Required work:
An identical copy of all records below is to be written out.

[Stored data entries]
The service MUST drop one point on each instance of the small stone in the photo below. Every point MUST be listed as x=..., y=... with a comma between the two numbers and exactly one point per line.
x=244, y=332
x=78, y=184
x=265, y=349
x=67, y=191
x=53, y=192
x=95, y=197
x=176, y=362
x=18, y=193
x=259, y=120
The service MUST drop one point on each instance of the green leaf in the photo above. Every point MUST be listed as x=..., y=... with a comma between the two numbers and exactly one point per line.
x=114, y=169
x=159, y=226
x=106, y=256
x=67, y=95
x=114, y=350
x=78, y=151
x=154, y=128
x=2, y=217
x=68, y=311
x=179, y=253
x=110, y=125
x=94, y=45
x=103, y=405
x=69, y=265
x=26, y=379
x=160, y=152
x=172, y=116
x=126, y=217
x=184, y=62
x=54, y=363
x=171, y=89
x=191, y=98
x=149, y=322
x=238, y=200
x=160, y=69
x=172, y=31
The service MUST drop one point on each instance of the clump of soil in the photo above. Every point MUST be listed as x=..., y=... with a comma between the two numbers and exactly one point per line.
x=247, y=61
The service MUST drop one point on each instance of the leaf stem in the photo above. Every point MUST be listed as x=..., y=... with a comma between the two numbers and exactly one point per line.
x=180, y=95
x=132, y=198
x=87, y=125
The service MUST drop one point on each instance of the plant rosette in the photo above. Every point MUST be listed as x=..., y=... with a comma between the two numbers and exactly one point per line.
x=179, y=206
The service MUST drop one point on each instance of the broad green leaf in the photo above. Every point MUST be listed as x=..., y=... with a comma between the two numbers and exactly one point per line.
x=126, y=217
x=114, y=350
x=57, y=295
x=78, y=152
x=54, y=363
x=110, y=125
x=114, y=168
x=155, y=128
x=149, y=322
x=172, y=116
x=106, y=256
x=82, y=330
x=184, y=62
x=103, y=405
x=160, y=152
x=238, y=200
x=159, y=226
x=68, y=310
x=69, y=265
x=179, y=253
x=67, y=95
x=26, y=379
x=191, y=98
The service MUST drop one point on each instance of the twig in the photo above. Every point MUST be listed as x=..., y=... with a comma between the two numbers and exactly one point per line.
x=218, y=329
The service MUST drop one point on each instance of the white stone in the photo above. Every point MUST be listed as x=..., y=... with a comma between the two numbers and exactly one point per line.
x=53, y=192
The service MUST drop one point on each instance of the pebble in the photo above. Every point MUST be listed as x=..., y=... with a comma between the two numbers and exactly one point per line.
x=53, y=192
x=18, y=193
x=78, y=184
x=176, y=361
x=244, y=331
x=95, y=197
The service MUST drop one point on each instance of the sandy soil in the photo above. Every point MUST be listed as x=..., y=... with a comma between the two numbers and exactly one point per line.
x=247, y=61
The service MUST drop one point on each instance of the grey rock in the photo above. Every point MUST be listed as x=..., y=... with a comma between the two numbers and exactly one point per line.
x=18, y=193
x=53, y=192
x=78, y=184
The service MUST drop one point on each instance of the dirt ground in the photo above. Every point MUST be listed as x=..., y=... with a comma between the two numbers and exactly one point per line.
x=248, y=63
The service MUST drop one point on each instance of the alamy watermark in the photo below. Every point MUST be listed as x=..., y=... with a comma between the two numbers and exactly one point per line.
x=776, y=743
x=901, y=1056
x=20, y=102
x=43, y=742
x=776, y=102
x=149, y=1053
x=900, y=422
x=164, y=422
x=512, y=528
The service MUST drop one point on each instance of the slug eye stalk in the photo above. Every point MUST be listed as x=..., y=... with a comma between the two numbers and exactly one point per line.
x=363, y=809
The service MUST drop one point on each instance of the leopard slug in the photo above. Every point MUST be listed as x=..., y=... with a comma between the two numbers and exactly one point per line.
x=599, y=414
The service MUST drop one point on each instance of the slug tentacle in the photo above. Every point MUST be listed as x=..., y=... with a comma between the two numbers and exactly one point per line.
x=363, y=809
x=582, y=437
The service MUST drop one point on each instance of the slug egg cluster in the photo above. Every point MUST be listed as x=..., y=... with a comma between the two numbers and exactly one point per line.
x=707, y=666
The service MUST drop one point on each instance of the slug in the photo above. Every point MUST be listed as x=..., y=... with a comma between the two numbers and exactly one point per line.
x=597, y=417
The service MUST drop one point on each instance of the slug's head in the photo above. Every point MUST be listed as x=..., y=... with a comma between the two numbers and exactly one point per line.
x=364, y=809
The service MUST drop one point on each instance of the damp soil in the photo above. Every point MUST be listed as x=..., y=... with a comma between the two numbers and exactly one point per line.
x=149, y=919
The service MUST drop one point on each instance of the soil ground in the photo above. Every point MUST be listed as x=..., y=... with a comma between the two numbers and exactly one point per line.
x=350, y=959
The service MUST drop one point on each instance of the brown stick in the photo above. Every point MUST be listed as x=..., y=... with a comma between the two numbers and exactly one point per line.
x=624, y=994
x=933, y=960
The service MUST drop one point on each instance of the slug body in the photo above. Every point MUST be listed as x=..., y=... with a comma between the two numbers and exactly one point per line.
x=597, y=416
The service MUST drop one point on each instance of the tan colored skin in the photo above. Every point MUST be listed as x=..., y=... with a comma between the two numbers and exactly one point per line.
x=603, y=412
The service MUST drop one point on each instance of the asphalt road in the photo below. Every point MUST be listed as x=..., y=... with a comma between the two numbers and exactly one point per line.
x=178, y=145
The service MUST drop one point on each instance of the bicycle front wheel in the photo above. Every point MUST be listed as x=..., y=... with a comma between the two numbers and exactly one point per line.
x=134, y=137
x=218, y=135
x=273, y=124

Final answer:
The service MUST drop one point on each instance of the small stone in the photo below. Every point MUST be listed as x=..., y=... with a comma between the two numbers and exactly one point per line.
x=244, y=332
x=78, y=184
x=265, y=349
x=67, y=191
x=53, y=192
x=95, y=197
x=176, y=362
x=18, y=193
x=259, y=120
The service MUST drop one point on each instance of the green leaf in the photo above. Every point MUST be listed as x=..., y=... with a comma between the two numbers and exactly one point per line.
x=114, y=169
x=159, y=226
x=106, y=256
x=67, y=95
x=114, y=350
x=78, y=151
x=154, y=128
x=2, y=217
x=68, y=311
x=179, y=253
x=110, y=125
x=94, y=45
x=103, y=405
x=69, y=265
x=26, y=379
x=160, y=152
x=172, y=116
x=126, y=217
x=184, y=62
x=54, y=363
x=171, y=89
x=191, y=98
x=149, y=322
x=238, y=200
x=160, y=69
x=172, y=31
The service MUST drop one point on each instance of the clump of soil in the photo above. Every point MUST be listed as x=..., y=... with a comma between the two numbers and exactly one point per line.
x=247, y=61
The service MUST drop one point on each instance of the leaf stem in the photo above. Every point MUST be listed as x=..., y=... with a comma between the two numbers and exactly one point per line.
x=180, y=95
x=132, y=198
x=87, y=125
The service MUST drop one point on each instance of the plant rosette in the photo above. Every point MUST be listed as x=..., y=... with a comma between the two numbers and exactly one point per line.
x=179, y=206
The service MUST drop one point on each instance of the broad green leaf in the photo above. Every point MUST be listed as x=..., y=... with a comma between the two numbers and exactly one point per line.
x=126, y=217
x=114, y=350
x=57, y=295
x=78, y=152
x=54, y=363
x=110, y=125
x=114, y=168
x=155, y=128
x=149, y=322
x=172, y=116
x=106, y=256
x=82, y=330
x=184, y=62
x=103, y=405
x=160, y=152
x=238, y=200
x=159, y=226
x=68, y=310
x=69, y=265
x=179, y=253
x=67, y=95
x=26, y=379
x=191, y=98
The service MUST drop one point on each instance of the twig in the photo above. Every point MUST be listed as x=..., y=... with a comma between the two numbers and exactly one point per line.
x=218, y=329
The service MUST drop one point on each instance of the white stone in the photo above. Every point MUST be listed as x=..., y=... with a comma between the two numbers and exactly one point per line.
x=53, y=192
The service MUST drop one point on each instance of the pebble in the photo above. Every point MUST be listed as x=..., y=... with a comma between the two numbers and exactly one point per line.
x=53, y=192
x=18, y=193
x=78, y=184
x=176, y=361
x=244, y=331
x=95, y=197
The service MUST drop one point on each instance of the sandy soil in the photo above. Every point MUST be listed as x=..., y=... with a comma between the two numbers and exactly one point per line.
x=247, y=61
The service MUST drop one point on each instance of the grey rock in the photo above. Every point MUST be listed as x=..., y=... with a comma between the two numbers and exactly one point per line.
x=18, y=193
x=53, y=192
x=78, y=184
The service MUST drop one point on each instance of the dirt ground in the photo above. Every point MUST be listed as x=..., y=... with a comma between the two numbers and exactly one point per line.
x=248, y=63
The service MUST drop one point on each instance of the alamy watermark in the photo below. Every point MUST be listed as x=..., y=... with a comma between the two numbers and exactly one point per line.
x=776, y=743
x=901, y=1056
x=20, y=102
x=43, y=742
x=776, y=102
x=149, y=1053
x=900, y=422
x=164, y=422
x=512, y=528
The service MUST drop one point on each instance of the slug eye stalk in the photo above. Every point MUST be listed as x=..., y=... with a comma between the two numbers and exactly one point per line.
x=363, y=809
The service MUST drop one point on each instance of the leopard slug in the photo above. Every point MUST be listed as x=..., y=... with a comma between the two numbers and exactly one point per line.
x=599, y=414
The service MUST drop one point on each instance of the slug tentacle in the photo above. Every point MUST be listed as x=..., y=... with a comma between the two numbers and exactly one point per line.
x=363, y=809
x=582, y=437
The service MUST drop one point on each instance of the slug egg cluster in the photo above. Every point MUST be listed as x=..., y=... with a comma between the two numbers and exactly one point per line.
x=707, y=666
The service MUST drop one point on each instance of the slug in the photo above. Every point MUST be listed as x=..., y=... with a comma between the two numbers and exactly one point per line.
x=597, y=417
The service MUST drop one point on each instance of the slug's head in the photo above. Every point MUST be listed as x=..., y=... with a comma between the two numbers and exactly one point per line.
x=364, y=809
The service MUST drop one point on each instance of the damp soil in the photo above. Every point MUST be listed as x=..., y=... with a comma between the two numbers and exactly one point per line.
x=149, y=919
The service MUST drop one point on each instance of the soil ground in the photo above. Every point MUST be listed as x=..., y=... with a comma between the two numbers and exactly one point per line.
x=350, y=959
The service MUST drop one point on each instance of the brown stick in the photo above. Every point MUST be listed as x=..., y=... with a comma between the two numbers and exactly one point per line.
x=624, y=994
x=933, y=960
The service MUST drop one point on each instance of the slug body in the photo above. Every point MUST be listed as x=..., y=... with a comma between the two numbers and exactly one point per line.
x=597, y=416
The service MUST drop one point on each instance of the tan colored skin in the photo above. Every point MUST be listed as x=..., y=... with a comma between the two numbers and exactly one point per line.
x=603, y=412
The service MUST drop one point on each instance of the asphalt road in the photo below. Every point MUST be listed as x=..., y=... with a comma between the two numbers and exactly one point per line.
x=178, y=145
The service MUST drop one point on each instance of the bicycle front wheel in the photo above. Every point MUST be listed as x=..., y=... with a comma between the two numbers and exactly one point per line.
x=134, y=137
x=218, y=135
x=273, y=124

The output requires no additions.